- Document section -
--

Richard West
- Born: 20 March 1971 (age 54) Hereford
- Height: 6 ft 10 in (2.08 m)
- Weight: 20 st 0 lb (127 kg)
- School: Old Swinford Hospital
- University: UWE

Rugby union career
- Position: Lock

Senior career
- Years: Team / Apps / (Points)
- Gloucester
- –: Richmond

International career
- Years: Team / Apps / (Points)
- 1995: England / 1 / (0)

= Richard West (rugby union) =

England international rugby union player

Richard West (born 20 March 1971, in Hereford) is a former English rugby union footballer. He played as a lock.

He was educated at Old Swinford Hospital and the University of the West of England in Bristol.

--

- Data for analysis -
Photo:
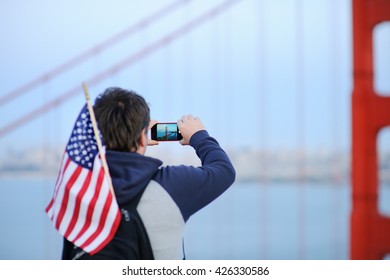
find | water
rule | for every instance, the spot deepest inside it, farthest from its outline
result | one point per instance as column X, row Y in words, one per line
column 249, row 221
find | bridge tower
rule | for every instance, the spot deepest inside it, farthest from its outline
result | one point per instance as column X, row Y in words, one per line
column 370, row 231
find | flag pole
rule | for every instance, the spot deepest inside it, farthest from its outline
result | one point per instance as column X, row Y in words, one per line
column 97, row 136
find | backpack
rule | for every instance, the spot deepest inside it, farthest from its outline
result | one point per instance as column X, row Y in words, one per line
column 131, row 241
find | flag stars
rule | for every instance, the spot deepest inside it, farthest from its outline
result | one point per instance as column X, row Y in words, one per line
column 82, row 144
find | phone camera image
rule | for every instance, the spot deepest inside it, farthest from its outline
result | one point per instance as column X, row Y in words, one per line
column 166, row 132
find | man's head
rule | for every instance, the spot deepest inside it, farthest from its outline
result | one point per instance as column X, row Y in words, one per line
column 123, row 118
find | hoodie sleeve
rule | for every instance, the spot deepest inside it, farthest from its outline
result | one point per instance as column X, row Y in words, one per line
column 192, row 188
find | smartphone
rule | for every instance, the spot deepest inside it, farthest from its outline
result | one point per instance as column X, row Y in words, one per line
column 165, row 132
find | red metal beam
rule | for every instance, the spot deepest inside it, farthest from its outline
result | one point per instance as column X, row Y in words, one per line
column 370, row 230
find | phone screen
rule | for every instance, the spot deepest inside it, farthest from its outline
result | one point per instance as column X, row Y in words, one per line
column 166, row 132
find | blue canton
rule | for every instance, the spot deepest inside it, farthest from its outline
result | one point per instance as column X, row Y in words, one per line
column 82, row 147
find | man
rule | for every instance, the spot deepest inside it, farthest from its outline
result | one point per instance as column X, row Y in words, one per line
column 171, row 194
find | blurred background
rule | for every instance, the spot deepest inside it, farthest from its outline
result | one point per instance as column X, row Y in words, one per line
column 270, row 79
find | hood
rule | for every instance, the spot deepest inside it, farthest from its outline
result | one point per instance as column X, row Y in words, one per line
column 130, row 173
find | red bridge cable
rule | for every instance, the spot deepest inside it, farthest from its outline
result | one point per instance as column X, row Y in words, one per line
column 92, row 52
column 119, row 66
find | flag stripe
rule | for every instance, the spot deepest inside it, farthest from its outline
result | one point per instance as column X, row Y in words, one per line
column 68, row 186
column 88, row 196
column 83, row 208
column 102, row 221
column 77, row 202
column 91, row 207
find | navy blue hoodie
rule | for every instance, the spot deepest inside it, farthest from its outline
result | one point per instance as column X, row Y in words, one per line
column 172, row 193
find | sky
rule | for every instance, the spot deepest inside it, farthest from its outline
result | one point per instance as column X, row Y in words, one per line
column 263, row 74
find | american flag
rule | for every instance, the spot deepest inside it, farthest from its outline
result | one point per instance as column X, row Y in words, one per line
column 83, row 208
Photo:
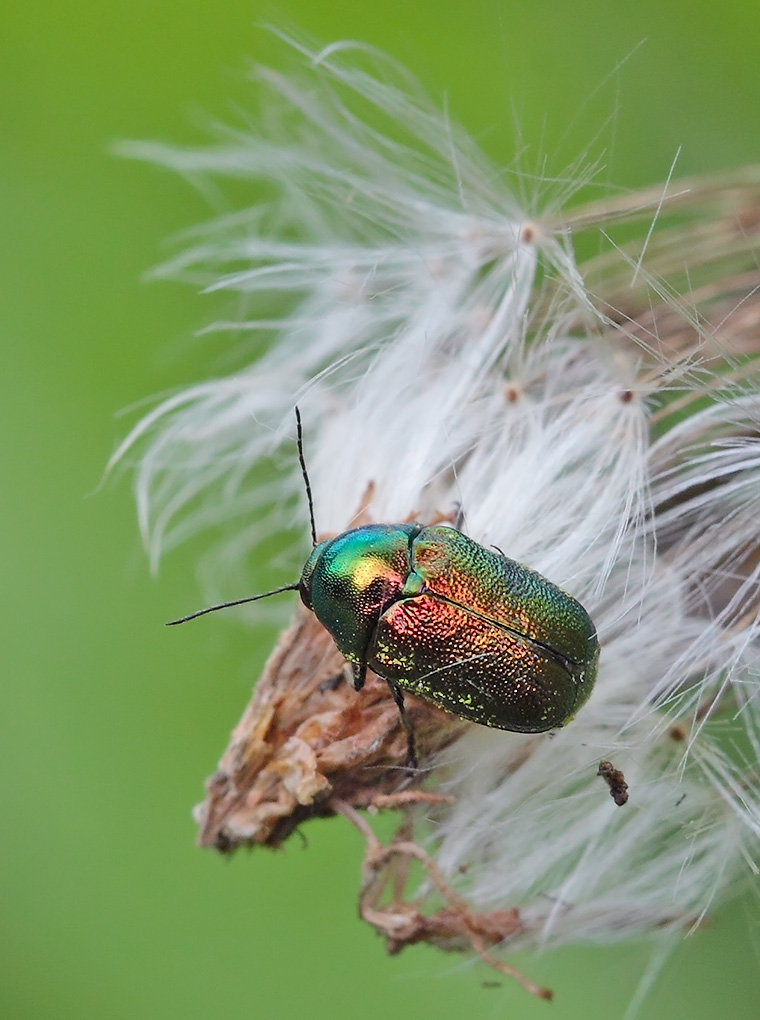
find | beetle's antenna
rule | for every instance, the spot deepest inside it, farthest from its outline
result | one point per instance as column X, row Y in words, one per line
column 305, row 473
column 236, row 602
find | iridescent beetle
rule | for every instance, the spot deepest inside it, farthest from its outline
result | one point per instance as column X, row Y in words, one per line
column 433, row 612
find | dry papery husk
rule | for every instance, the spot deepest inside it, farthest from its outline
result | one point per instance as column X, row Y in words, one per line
column 309, row 746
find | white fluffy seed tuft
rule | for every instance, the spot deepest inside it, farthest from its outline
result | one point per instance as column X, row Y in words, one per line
column 445, row 349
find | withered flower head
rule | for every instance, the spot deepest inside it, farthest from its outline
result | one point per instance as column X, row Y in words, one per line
column 595, row 418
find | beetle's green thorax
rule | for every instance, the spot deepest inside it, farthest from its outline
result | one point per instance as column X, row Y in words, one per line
column 349, row 580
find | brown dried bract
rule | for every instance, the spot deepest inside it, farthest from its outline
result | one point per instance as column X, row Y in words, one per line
column 615, row 780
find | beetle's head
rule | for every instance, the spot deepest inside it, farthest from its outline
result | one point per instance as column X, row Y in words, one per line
column 350, row 580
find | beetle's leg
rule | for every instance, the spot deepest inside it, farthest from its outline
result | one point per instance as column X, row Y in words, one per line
column 335, row 681
column 411, row 751
column 358, row 674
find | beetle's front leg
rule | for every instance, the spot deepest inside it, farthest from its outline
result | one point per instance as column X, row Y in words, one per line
column 358, row 673
column 411, row 750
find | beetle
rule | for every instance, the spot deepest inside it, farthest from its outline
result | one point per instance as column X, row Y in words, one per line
column 433, row 612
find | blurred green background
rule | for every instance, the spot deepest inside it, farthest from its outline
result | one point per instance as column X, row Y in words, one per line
column 110, row 722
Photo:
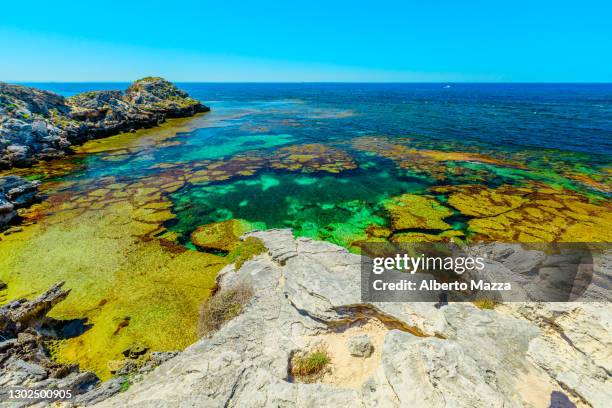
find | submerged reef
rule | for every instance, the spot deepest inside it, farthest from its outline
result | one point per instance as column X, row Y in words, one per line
column 531, row 214
column 36, row 124
column 139, row 224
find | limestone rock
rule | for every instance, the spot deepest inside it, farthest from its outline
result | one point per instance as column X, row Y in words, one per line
column 307, row 294
column 37, row 124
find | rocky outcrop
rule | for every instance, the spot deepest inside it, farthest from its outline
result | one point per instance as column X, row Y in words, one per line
column 37, row 124
column 15, row 193
column 24, row 360
column 307, row 297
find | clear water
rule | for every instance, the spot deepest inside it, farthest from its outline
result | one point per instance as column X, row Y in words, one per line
column 552, row 129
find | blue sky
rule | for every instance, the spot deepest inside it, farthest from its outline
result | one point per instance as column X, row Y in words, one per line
column 284, row 40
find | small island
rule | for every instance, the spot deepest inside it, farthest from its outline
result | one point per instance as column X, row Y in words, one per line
column 41, row 125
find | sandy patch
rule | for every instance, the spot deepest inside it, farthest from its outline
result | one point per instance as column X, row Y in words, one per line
column 346, row 371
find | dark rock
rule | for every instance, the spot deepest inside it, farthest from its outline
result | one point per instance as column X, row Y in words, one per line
column 15, row 192
column 99, row 394
column 36, row 124
column 24, row 359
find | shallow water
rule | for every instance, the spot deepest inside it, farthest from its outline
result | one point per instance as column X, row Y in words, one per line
column 327, row 160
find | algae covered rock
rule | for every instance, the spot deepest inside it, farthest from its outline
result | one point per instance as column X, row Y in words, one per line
column 530, row 214
column 37, row 124
column 220, row 236
column 417, row 211
column 15, row 192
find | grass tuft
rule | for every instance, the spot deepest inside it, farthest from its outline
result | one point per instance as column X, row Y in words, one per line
column 484, row 304
column 309, row 364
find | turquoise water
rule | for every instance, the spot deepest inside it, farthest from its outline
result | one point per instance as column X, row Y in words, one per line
column 550, row 131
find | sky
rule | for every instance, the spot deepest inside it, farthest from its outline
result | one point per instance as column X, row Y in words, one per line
column 307, row 41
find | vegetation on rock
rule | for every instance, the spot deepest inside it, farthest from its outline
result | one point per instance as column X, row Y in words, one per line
column 248, row 249
column 306, row 365
column 223, row 306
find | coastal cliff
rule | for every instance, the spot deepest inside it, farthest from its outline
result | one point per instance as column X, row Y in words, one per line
column 41, row 125
column 305, row 301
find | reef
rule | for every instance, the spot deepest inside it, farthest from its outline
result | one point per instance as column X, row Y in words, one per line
column 411, row 211
column 430, row 163
column 220, row 236
column 37, row 124
column 311, row 158
column 535, row 213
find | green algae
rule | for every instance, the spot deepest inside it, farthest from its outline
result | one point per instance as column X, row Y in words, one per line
column 157, row 288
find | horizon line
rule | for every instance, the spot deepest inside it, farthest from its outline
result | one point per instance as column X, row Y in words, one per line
column 314, row 82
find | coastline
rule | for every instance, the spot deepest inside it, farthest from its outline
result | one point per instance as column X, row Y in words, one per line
column 108, row 222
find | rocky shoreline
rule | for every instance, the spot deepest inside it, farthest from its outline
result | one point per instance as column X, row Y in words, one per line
column 41, row 125
column 306, row 296
column 26, row 333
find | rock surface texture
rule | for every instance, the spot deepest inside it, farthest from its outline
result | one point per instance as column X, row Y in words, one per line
column 307, row 297
column 37, row 124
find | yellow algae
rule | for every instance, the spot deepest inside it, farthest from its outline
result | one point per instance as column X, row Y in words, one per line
column 531, row 214
column 417, row 211
column 220, row 236
column 445, row 236
column 129, row 286
column 311, row 158
column 432, row 163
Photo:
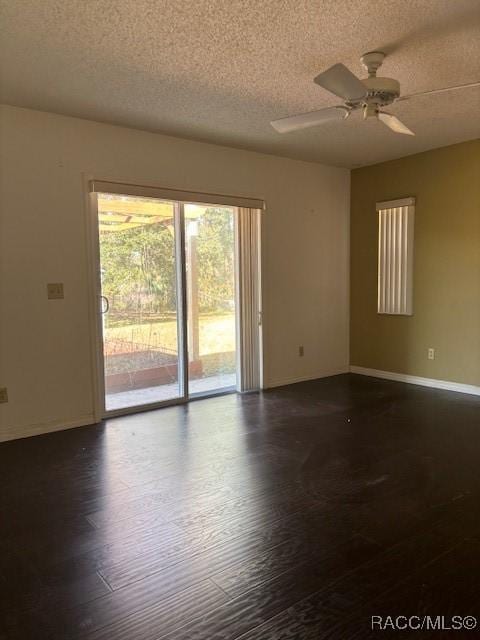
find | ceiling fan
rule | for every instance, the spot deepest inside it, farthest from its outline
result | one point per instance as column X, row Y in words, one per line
column 370, row 94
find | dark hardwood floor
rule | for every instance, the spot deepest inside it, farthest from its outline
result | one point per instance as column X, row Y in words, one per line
column 297, row 513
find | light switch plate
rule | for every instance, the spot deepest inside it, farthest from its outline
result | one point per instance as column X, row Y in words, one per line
column 55, row 290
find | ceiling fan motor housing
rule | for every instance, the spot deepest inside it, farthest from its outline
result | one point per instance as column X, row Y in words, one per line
column 381, row 91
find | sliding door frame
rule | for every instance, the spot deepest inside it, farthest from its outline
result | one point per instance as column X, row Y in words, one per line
column 95, row 292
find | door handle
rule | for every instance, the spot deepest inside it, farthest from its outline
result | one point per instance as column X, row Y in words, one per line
column 105, row 304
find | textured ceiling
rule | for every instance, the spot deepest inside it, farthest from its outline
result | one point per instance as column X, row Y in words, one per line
column 220, row 70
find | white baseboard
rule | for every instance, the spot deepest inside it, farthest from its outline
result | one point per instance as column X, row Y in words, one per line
column 281, row 382
column 423, row 382
column 26, row 431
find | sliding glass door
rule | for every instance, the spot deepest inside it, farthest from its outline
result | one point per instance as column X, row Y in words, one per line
column 211, row 304
column 168, row 304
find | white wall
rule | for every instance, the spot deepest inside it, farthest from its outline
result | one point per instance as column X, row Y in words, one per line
column 45, row 346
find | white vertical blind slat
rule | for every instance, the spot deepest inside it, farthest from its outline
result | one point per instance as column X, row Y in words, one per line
column 249, row 298
column 395, row 259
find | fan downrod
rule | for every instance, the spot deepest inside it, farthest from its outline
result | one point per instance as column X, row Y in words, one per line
column 372, row 60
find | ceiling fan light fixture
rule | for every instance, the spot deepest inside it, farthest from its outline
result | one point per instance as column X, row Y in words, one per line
column 370, row 110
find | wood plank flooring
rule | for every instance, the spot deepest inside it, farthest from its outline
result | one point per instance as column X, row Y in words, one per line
column 297, row 513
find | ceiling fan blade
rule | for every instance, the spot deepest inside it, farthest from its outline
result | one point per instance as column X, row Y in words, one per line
column 310, row 119
column 432, row 91
column 394, row 123
column 342, row 82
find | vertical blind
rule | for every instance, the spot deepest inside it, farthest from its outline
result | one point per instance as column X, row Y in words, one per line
column 248, row 255
column 395, row 256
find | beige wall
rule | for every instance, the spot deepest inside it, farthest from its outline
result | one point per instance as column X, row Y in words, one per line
column 45, row 346
column 446, row 289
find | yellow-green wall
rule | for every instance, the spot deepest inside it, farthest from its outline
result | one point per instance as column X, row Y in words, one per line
column 446, row 284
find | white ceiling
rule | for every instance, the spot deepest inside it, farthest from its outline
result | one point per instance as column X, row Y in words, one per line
column 220, row 70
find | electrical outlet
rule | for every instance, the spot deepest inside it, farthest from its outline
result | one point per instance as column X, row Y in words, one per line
column 55, row 290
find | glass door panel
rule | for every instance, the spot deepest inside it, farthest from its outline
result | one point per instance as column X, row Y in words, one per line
column 140, row 319
column 211, row 314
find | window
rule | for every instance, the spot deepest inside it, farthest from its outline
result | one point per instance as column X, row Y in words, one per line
column 395, row 256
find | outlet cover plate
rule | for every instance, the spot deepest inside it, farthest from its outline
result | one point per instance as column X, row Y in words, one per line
column 55, row 290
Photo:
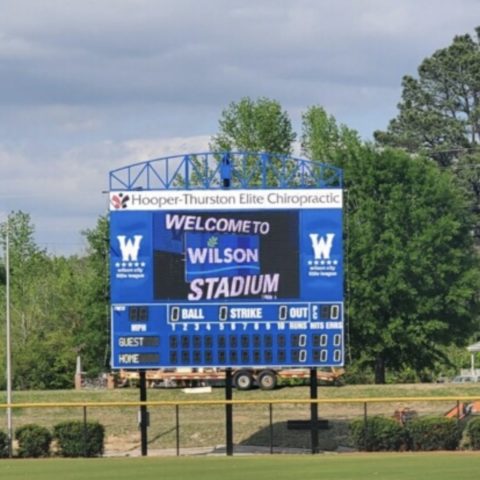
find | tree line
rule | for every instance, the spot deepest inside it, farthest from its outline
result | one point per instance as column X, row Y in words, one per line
column 412, row 231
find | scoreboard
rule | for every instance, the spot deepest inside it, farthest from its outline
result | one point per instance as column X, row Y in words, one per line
column 226, row 278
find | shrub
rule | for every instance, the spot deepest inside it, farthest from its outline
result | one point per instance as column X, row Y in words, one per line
column 3, row 445
column 434, row 433
column 378, row 434
column 33, row 441
column 473, row 433
column 79, row 439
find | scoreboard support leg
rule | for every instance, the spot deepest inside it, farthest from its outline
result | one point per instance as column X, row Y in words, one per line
column 314, row 410
column 229, row 412
column 143, row 413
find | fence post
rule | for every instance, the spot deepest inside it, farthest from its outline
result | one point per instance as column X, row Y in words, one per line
column 177, row 428
column 270, row 411
column 85, row 432
column 314, row 410
column 365, row 425
column 229, row 412
column 143, row 413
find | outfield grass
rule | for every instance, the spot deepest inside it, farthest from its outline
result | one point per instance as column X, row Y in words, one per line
column 405, row 466
column 204, row 426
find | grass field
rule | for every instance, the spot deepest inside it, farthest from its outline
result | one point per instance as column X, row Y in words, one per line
column 203, row 426
column 439, row 466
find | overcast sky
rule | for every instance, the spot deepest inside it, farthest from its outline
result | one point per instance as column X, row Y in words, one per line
column 89, row 86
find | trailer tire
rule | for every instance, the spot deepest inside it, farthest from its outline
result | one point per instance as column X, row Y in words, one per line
column 243, row 380
column 267, row 380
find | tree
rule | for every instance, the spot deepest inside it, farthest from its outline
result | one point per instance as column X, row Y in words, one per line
column 439, row 113
column 412, row 268
column 254, row 126
column 323, row 140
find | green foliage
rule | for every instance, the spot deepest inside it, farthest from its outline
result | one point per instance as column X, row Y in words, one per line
column 439, row 113
column 33, row 441
column 3, row 445
column 79, row 439
column 434, row 433
column 412, row 268
column 254, row 126
column 378, row 434
column 473, row 433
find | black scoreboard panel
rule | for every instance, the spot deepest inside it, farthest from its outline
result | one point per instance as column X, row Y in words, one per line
column 243, row 334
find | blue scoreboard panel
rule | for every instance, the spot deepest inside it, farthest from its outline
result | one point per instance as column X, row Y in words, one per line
column 226, row 278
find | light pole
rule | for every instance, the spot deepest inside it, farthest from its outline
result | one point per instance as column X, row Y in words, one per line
column 8, row 339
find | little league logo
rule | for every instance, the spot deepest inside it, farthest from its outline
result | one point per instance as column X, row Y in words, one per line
column 130, row 267
column 322, row 265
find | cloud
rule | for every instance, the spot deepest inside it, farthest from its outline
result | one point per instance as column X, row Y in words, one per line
column 68, row 195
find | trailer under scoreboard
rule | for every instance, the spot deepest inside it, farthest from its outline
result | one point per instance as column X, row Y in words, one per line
column 226, row 278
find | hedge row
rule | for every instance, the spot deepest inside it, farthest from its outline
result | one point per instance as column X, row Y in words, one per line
column 430, row 433
column 73, row 439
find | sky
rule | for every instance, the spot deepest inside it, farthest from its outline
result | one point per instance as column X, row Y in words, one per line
column 90, row 86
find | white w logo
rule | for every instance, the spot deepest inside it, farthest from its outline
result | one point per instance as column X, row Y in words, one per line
column 322, row 247
column 129, row 248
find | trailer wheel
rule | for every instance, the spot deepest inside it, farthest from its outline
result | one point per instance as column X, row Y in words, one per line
column 267, row 380
column 243, row 380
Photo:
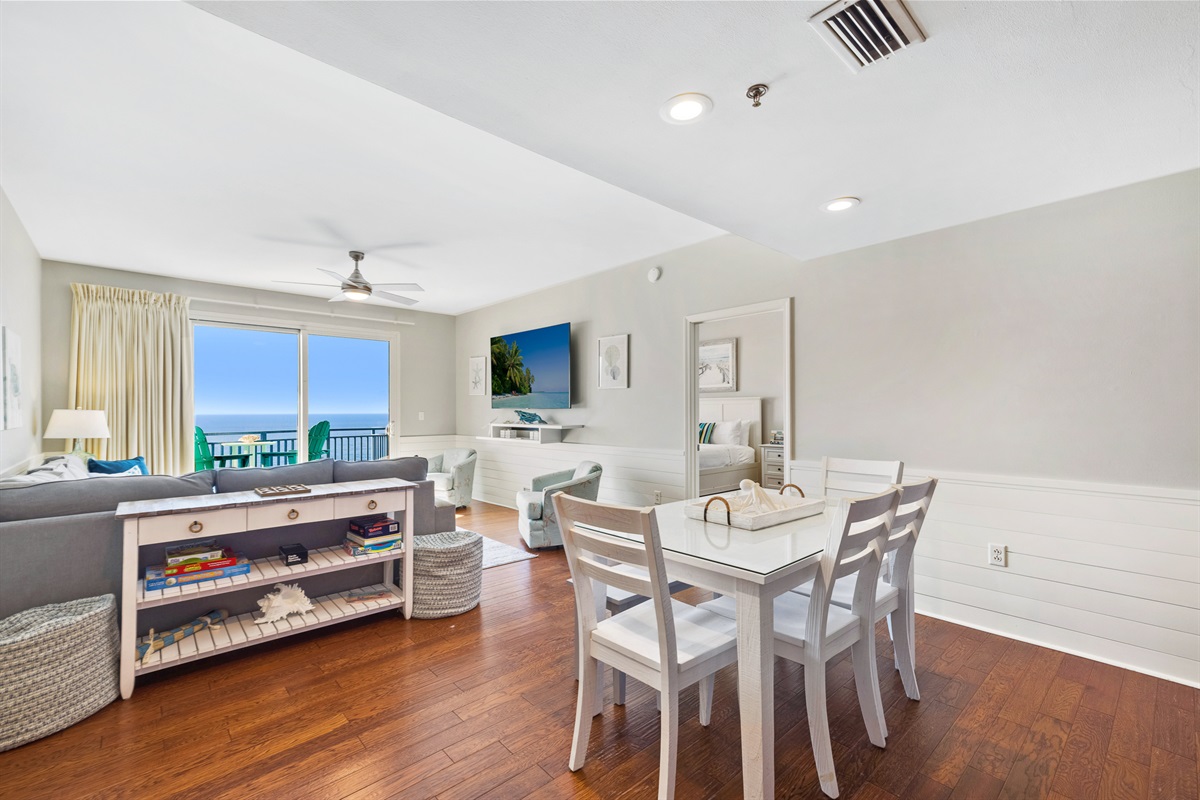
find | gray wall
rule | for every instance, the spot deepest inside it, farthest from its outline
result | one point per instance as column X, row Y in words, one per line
column 427, row 382
column 1055, row 342
column 21, row 311
column 760, row 366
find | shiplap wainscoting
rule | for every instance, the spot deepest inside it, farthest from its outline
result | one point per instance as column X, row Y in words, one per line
column 1108, row 572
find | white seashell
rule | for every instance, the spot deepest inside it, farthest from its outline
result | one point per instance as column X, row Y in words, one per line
column 287, row 599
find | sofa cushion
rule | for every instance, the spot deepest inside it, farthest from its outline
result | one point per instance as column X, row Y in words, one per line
column 118, row 467
column 412, row 468
column 244, row 480
column 65, row 498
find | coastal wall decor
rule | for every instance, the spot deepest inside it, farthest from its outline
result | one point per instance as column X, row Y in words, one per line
column 718, row 366
column 613, row 358
column 477, row 374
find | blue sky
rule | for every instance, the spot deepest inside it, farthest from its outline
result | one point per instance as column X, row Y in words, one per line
column 546, row 352
column 241, row 371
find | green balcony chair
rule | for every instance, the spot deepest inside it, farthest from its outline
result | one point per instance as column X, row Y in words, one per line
column 318, row 446
column 205, row 459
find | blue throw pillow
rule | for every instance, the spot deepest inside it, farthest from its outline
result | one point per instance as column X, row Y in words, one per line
column 118, row 467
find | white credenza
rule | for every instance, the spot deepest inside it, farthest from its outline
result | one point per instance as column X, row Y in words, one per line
column 772, row 467
column 211, row 516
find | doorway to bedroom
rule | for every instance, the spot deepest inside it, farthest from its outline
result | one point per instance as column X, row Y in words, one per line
column 739, row 400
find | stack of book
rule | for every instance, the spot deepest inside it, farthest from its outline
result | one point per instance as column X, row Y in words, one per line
column 375, row 534
column 195, row 561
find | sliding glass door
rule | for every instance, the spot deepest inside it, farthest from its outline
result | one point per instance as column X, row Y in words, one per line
column 348, row 382
column 268, row 396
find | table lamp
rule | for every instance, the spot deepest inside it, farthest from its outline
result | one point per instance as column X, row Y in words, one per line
column 77, row 423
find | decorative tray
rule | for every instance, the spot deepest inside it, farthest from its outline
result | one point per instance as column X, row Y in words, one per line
column 796, row 509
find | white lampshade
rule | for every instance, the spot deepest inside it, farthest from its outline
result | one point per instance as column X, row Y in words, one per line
column 77, row 423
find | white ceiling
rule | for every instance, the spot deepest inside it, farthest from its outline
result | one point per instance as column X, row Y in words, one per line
column 157, row 138
column 160, row 138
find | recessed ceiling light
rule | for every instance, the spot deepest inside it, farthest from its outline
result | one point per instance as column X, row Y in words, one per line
column 840, row 204
column 685, row 108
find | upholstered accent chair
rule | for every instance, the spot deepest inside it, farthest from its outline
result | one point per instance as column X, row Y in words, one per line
column 537, row 518
column 454, row 475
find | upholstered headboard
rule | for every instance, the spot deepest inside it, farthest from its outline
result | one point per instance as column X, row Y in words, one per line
column 723, row 409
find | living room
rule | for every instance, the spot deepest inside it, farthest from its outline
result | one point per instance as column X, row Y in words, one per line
column 1011, row 308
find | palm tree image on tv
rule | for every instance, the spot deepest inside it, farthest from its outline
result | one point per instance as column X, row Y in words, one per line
column 532, row 368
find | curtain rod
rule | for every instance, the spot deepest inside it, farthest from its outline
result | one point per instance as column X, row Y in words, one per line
column 303, row 311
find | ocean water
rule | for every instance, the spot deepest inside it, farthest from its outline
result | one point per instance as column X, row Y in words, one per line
column 243, row 423
column 534, row 400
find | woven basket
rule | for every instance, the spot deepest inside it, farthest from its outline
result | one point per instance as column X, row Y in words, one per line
column 58, row 666
column 448, row 573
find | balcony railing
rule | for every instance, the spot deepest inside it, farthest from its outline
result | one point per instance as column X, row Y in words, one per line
column 346, row 444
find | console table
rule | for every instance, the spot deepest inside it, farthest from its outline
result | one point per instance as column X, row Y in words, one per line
column 208, row 516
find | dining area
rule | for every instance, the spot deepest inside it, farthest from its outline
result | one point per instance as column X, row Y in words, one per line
column 809, row 589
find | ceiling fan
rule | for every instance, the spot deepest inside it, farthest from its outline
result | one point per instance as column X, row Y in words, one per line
column 358, row 288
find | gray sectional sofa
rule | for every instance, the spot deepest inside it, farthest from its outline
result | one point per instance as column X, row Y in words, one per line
column 60, row 541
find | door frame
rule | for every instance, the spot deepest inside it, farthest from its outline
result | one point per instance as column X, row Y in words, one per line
column 691, row 388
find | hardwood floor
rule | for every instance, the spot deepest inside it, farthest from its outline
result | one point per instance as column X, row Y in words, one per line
column 481, row 705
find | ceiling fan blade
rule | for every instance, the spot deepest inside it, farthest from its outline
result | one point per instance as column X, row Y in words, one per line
column 334, row 275
column 402, row 287
column 395, row 298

--

- Problem 1 -
List every team named in the Richard West profile above the listing.
- Problem 2 -
Pick up the Richard West profile above the listing and write on from its last sentence.

- Task output 1 -
Gloucester, Richmond, England

- Task output 2 -
West played over 100 times for Gloucester Rugby as well as playing for the Barbarians (8 Appearances), King Country Rugby Football Union (4 Appearances), Midlands and England at U21, Students, Emerging Players and A team level. He was one of the first signings to the professional era with Richmond FC when they announced their professional proposals along with Ben Clarke and Scott Quinnell.

He was selected for England at the 1995 Rugby World Cup finals. He was capped against Manu Samoa in Durban as a starting player and retired in 1998 aged 27 with a serious neck injury. He was alleged to be the heaviest player to be capped for England at 21st 8 lbs.

West now runs his own surveying practice in Ledbury, Herefordshire.